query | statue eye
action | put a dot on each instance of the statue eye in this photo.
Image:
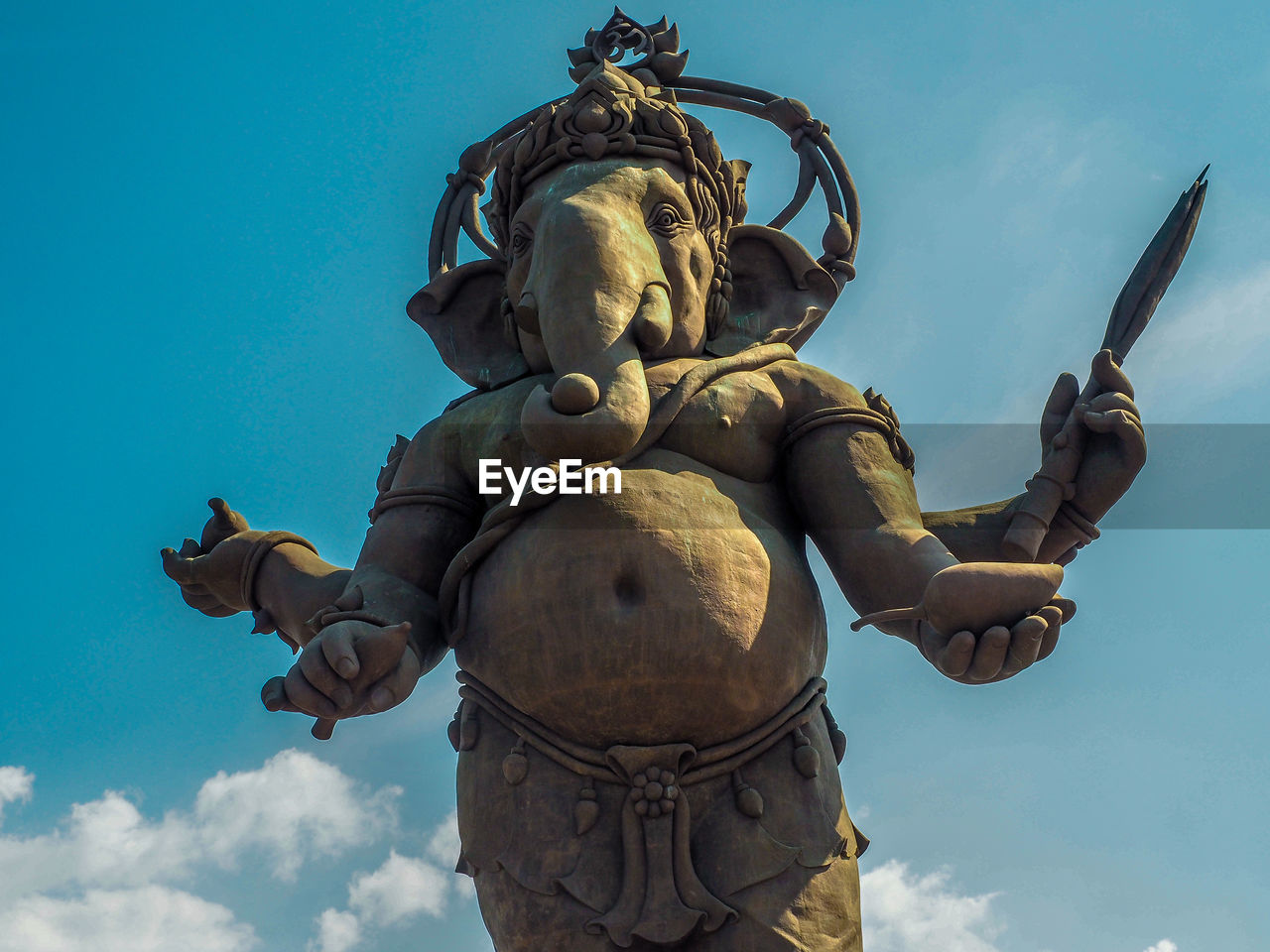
(667, 220)
(521, 241)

__________________________________________________

- **DIRECTIONS FOR THIS TASK**: Retype the material in full, exactly as written, and exclude the pictures.

- **WRITTEN SOLUTION**:
query | statue eye
action | put a dot on each instance of the statue eye in this photo.
Image:
(667, 220)
(521, 241)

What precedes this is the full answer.